» REQUIREMENT:
Your job with the data below is to output exactly the lines from the one holding "like [(174, 117)]" down to the one holding "like [(76, 296)]", both included, and no others.

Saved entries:

Content starts

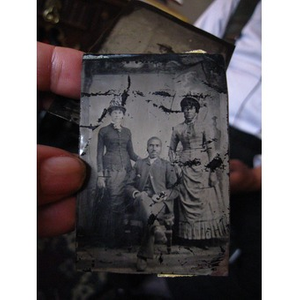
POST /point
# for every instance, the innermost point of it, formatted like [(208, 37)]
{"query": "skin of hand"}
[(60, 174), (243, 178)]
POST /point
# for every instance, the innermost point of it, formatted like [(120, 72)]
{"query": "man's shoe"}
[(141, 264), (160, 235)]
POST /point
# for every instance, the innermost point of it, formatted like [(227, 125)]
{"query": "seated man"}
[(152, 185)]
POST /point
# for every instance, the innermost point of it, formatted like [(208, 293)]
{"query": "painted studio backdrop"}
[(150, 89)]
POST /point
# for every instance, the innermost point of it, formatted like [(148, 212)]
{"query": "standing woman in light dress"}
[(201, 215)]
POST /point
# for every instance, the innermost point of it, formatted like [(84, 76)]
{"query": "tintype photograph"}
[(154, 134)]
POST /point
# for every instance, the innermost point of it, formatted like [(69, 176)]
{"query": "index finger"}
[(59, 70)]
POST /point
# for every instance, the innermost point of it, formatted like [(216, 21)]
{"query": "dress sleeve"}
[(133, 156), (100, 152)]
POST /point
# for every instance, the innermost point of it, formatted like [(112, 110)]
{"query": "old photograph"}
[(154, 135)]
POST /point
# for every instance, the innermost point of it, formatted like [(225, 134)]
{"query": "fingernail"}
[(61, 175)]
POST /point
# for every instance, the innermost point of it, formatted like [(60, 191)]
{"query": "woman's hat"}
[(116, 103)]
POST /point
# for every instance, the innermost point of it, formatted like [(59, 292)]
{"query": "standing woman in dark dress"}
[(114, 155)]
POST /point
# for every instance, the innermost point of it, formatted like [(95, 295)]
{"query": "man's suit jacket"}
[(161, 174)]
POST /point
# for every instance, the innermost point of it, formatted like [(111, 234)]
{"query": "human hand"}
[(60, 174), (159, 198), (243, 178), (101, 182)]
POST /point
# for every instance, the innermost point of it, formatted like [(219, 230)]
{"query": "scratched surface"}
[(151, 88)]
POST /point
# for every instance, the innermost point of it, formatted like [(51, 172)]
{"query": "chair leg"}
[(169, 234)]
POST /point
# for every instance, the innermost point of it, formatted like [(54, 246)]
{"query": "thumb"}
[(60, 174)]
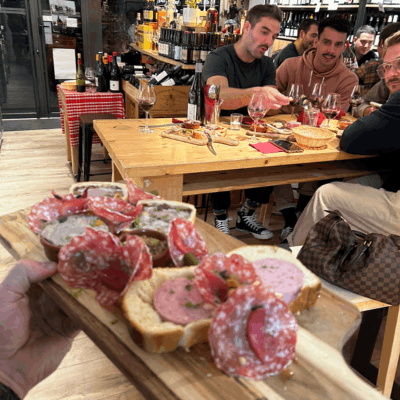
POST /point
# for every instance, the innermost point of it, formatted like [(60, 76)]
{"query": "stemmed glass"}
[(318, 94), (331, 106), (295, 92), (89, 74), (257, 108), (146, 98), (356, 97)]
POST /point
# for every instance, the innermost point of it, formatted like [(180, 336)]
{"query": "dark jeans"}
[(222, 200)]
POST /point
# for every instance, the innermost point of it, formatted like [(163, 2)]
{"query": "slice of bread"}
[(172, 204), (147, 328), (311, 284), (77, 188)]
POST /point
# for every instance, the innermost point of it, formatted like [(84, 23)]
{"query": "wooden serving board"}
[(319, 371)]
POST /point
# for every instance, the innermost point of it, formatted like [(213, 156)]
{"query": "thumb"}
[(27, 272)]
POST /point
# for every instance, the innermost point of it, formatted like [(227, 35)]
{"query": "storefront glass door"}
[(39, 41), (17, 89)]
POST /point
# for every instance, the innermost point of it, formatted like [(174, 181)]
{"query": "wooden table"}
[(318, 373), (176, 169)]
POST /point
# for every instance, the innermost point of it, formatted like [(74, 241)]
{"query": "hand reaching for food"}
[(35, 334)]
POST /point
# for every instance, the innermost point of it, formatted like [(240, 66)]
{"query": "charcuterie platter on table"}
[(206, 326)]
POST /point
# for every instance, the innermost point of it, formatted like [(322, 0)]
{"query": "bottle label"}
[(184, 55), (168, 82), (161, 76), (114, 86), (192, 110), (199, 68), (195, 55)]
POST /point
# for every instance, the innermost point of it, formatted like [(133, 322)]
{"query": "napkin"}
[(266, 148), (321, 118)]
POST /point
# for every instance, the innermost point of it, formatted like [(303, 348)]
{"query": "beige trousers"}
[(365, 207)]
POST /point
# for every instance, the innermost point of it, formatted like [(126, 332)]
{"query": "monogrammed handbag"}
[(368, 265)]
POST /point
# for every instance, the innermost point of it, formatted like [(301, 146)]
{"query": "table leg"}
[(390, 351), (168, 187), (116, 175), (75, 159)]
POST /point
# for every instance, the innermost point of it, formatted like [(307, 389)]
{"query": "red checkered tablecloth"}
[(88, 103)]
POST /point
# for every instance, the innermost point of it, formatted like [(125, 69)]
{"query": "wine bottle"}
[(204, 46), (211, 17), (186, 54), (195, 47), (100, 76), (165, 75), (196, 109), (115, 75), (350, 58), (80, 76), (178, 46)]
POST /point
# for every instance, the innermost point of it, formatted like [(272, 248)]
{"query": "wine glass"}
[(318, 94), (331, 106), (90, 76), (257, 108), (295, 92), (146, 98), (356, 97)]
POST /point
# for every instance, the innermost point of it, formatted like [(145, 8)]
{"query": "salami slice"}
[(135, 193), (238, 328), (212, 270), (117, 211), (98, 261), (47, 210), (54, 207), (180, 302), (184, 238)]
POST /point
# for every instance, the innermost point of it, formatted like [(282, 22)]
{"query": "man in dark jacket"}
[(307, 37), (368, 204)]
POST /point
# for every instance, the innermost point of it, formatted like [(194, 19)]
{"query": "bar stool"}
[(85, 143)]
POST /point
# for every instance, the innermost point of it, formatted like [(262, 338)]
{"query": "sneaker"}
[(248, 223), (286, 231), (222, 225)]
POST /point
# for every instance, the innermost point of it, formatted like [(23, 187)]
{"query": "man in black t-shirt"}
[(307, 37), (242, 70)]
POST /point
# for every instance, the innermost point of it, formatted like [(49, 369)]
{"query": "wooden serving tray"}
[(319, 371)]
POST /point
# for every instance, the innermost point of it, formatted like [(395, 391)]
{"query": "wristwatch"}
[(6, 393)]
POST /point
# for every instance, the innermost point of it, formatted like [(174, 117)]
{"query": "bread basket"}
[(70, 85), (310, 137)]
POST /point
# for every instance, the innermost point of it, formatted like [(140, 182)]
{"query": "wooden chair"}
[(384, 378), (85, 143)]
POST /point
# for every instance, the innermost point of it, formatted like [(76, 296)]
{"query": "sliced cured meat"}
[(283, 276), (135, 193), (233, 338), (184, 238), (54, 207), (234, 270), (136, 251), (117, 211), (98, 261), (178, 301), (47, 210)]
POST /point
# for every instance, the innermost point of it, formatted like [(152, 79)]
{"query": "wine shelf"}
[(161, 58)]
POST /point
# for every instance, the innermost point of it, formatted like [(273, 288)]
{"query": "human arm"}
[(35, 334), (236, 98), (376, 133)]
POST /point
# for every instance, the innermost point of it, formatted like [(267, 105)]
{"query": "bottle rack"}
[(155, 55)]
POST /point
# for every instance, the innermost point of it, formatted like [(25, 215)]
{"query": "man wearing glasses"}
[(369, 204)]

Content ends
Content starts

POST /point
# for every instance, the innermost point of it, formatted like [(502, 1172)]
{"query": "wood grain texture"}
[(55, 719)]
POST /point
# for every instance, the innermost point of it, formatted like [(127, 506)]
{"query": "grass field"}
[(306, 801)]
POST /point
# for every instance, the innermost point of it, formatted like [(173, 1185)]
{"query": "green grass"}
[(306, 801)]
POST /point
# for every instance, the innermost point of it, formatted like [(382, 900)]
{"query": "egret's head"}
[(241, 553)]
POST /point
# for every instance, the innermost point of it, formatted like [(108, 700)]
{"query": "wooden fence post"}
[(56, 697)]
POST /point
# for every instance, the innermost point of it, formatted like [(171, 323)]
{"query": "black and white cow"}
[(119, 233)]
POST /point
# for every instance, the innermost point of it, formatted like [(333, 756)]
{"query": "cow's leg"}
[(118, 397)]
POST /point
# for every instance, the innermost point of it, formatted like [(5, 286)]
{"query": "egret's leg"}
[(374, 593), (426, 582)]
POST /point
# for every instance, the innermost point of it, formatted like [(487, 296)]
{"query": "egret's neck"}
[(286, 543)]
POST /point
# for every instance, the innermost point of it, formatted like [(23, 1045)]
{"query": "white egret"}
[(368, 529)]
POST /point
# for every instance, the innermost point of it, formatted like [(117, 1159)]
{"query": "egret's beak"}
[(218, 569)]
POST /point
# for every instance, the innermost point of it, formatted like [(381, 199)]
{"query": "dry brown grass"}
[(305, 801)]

Content ends

» WORKED SOLUTION:
# for every instance, the innermost point of it, formatted like [(174, 117)]
{"query": "bread basket"}
[(70, 85), (310, 137)]
POST /point
# for every instance, the innermost point of it, formatted like [(140, 182)]
{"query": "wooden chair"}
[(384, 378), (85, 143)]
POST /point
# for every instance, the innermost point of it, formatted like [(76, 296)]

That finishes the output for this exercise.